Sometimes a mature restaurant must reinvent itself to survive. Park Avenue Cafe pulled it off with its four-seasons rotation of its look, menu and name. But it doesn’t always work.

Was Redeye’s business off? “Absolutely slightly off,” Fireman said. The place was showing its age: “I was getting a little tired of it.” But it took a nudge from Post columnist Cindy Adams — who “put in a comment that we needed change,” he recalled — to galvanize him to action.

He tapped interior designer Ally Coulter to help.

“I asked Red Grooms, who I’ve known a long time, to paint his story of the world,” Fireman said. It depicts, with Groomsian wit: an icebound Russian village, a sunlit African one complete with large mammals, and the Eiffel Tower over a Venetian canal.

The result is both familiar and new. Whether more customers warm to the changes than miss the old look remains to be seen.

The menu was edited to reflect today’s taste for the appearance of simplicity. There are fewer composed dishes, but many more options for ordering the same species different ways. Cuts such as swordfish, Arctic char, salmon and halibut can each be had with a choice of three sauces.

There are shellfish platters, sushi and dry-aged steaks. Some old house favorites like “famous” Cobb salad remain. I’ve enjoyed my meals in the past few weeks, although I passed on miso matzo ball soup.

But where’s the other Dancing Shrimp? Fireman said it’s “outside my lake house in Bedford. It’s a tourist attraction.”

As for the Old Hollywood mural, it’s in storage in The Bronx. And up for grabs: “It’s for sale for $250,000,” Fireman said, adding with a laugh, “Just don’t ask me what I paid for it.”

ENTRIES PROVIDED —
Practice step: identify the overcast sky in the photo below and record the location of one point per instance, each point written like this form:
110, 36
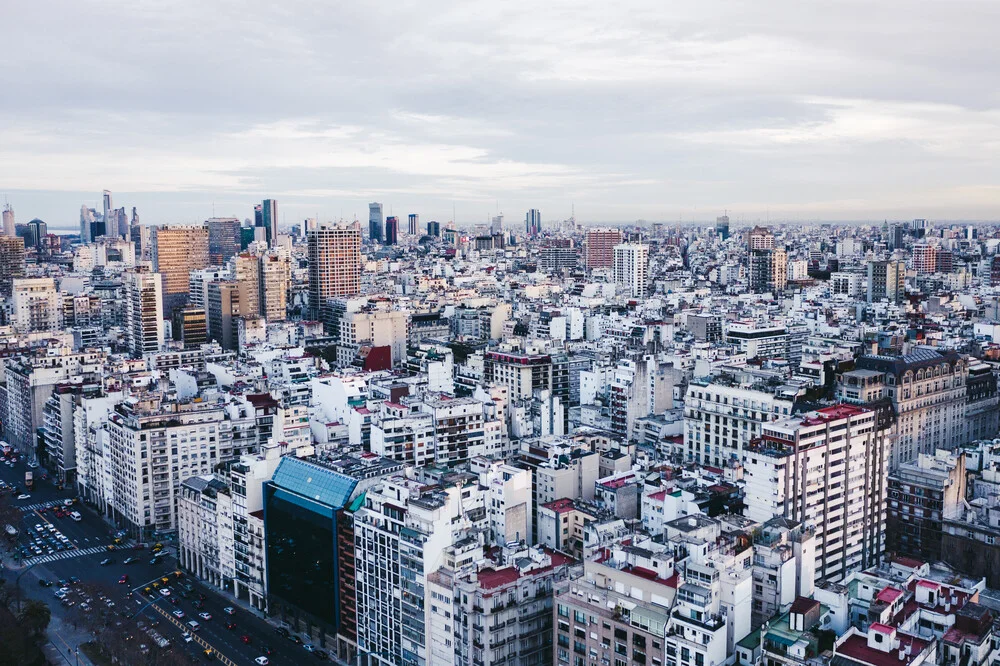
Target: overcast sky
659, 110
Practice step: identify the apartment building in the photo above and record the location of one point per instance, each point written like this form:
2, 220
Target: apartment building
825, 469
155, 443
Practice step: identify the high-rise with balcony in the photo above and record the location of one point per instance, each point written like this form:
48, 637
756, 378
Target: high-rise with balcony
334, 264
177, 251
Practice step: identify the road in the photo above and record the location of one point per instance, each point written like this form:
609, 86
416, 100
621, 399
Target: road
88, 542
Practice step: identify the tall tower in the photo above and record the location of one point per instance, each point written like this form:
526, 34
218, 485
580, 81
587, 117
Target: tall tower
110, 218
176, 251
533, 222
334, 264
632, 268
269, 220
9, 228
391, 230
375, 222
144, 310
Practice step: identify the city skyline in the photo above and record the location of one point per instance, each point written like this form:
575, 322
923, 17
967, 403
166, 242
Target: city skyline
842, 113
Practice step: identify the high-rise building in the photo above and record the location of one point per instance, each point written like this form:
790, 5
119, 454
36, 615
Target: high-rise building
11, 262
190, 326
223, 238
9, 227
224, 308
533, 222
334, 264
35, 305
269, 220
144, 312
275, 275
375, 222
722, 227
631, 268
37, 231
391, 230
110, 219
176, 252
601, 247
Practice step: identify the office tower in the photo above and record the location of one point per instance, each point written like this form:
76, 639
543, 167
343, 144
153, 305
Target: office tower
375, 222
223, 238
176, 252
334, 264
37, 231
110, 223
246, 272
924, 258
190, 326
810, 467
144, 312
35, 305
722, 227
391, 230
86, 223
533, 222
886, 280
11, 263
275, 275
269, 220
9, 227
601, 247
631, 268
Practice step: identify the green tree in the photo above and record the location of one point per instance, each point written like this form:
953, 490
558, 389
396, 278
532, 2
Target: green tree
34, 617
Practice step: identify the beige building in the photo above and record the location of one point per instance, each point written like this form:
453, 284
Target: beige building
176, 252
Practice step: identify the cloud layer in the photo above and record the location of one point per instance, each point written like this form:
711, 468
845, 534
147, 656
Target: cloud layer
650, 110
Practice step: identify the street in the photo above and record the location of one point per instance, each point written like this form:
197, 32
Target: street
86, 545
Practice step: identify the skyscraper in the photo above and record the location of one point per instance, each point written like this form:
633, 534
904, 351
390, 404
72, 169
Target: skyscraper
110, 225
722, 226
601, 247
9, 228
632, 268
391, 230
223, 238
334, 264
375, 222
144, 312
533, 222
11, 262
176, 251
269, 220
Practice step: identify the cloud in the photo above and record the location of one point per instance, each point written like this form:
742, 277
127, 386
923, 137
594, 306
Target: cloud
640, 109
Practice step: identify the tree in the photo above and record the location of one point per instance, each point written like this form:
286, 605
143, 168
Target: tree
34, 617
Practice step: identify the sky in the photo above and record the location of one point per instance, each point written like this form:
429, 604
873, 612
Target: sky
669, 110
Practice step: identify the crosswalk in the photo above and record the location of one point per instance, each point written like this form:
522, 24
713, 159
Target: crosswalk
63, 555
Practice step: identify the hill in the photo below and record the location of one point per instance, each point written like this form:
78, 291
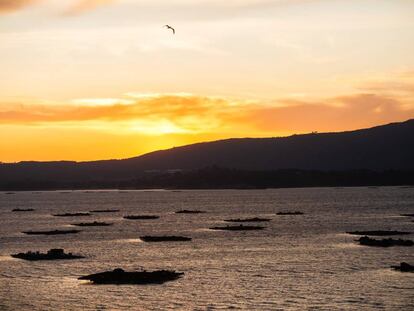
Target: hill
381, 148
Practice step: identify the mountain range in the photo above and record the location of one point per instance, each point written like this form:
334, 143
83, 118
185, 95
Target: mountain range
381, 148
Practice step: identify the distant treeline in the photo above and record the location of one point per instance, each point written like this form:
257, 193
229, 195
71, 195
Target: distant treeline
222, 178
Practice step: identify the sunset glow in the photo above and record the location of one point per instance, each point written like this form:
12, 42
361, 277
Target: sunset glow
87, 80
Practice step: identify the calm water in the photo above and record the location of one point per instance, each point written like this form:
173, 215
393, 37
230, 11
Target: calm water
297, 263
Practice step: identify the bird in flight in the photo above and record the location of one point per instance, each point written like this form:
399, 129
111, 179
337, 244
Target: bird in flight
169, 27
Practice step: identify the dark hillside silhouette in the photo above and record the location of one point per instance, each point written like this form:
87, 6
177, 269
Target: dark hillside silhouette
383, 148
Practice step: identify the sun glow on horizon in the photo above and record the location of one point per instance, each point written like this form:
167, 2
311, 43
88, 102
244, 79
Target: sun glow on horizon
88, 80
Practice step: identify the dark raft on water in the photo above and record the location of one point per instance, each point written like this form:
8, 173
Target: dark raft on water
52, 254
72, 214
290, 213
379, 232
238, 228
92, 224
254, 219
51, 232
404, 267
119, 276
141, 217
165, 238
365, 240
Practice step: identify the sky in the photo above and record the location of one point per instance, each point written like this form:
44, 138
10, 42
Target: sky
102, 79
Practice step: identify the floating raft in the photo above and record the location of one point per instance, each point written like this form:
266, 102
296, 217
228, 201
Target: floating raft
254, 219
379, 232
165, 238
119, 276
51, 232
92, 224
135, 217
367, 241
52, 254
72, 214
238, 228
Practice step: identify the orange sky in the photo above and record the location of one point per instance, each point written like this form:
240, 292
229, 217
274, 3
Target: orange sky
85, 80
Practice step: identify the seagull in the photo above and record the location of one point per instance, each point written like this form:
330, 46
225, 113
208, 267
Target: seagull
169, 27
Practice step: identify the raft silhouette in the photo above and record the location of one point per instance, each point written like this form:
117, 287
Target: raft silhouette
290, 213
165, 238
254, 219
404, 267
365, 240
72, 214
51, 232
379, 232
52, 254
92, 224
119, 276
238, 228
141, 217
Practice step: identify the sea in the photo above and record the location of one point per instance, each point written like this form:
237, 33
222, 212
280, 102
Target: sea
298, 262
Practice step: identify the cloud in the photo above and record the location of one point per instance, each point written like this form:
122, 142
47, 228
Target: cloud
76, 6
80, 6
8, 6
201, 114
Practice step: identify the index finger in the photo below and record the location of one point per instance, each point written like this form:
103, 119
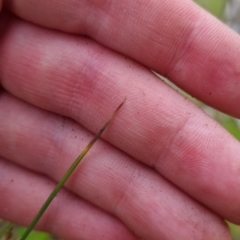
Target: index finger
175, 38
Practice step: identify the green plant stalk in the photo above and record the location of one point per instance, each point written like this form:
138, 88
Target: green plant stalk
66, 176
5, 227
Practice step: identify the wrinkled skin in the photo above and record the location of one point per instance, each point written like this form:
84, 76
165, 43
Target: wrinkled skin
163, 169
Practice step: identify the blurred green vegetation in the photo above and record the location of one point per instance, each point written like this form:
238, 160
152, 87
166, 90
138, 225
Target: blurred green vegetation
216, 7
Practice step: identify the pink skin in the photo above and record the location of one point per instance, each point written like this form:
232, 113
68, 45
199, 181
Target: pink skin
170, 170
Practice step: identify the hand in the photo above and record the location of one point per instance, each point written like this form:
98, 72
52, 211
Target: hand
164, 170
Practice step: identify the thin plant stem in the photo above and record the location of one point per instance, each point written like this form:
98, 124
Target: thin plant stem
66, 176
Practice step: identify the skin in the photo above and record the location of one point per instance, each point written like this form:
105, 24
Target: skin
163, 169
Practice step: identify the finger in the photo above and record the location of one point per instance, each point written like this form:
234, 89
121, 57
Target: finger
23, 192
143, 200
175, 38
75, 77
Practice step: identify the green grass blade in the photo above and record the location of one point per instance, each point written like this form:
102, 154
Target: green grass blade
66, 176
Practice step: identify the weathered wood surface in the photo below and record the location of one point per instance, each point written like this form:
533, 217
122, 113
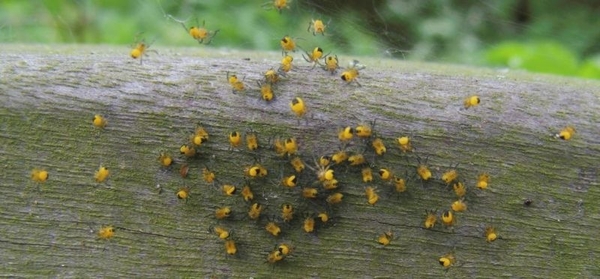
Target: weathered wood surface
49, 94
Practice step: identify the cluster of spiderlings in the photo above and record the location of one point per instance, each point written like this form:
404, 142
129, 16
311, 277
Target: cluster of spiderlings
318, 183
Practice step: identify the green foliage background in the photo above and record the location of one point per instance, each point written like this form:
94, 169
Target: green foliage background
554, 36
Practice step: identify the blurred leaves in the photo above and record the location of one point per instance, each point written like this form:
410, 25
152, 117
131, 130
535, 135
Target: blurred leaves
523, 34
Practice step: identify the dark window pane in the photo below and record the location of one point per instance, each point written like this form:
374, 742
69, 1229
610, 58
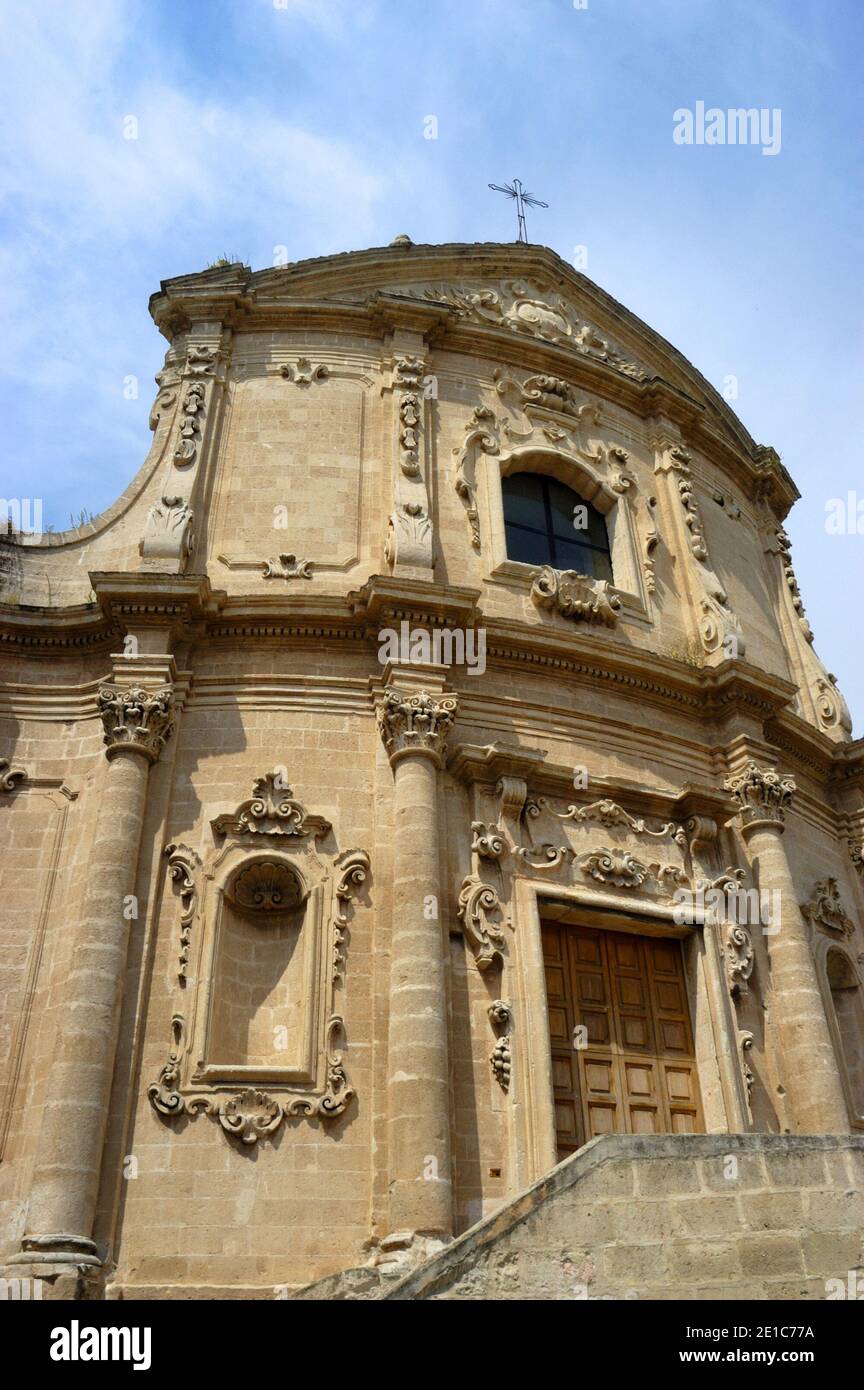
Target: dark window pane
524, 499
581, 558
528, 546
541, 519
561, 503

EXERCISE GOAL —
Answer these questions about the restaurant article:
(a) Which interior designer did Fireman bring in to help?
(b) Which fish can each be ordered with a choice of three sauces?
(c) Where is the Old Hollywood mural kept, and what is its asking price?
The listing is separate material from the restaurant article.

THE OUTPUT —
(a) Ally Coulter
(b) Swordfish, Arctic char, salmon and halibut
(c) It is in storage in The Bronx, and its asking price is $250,000.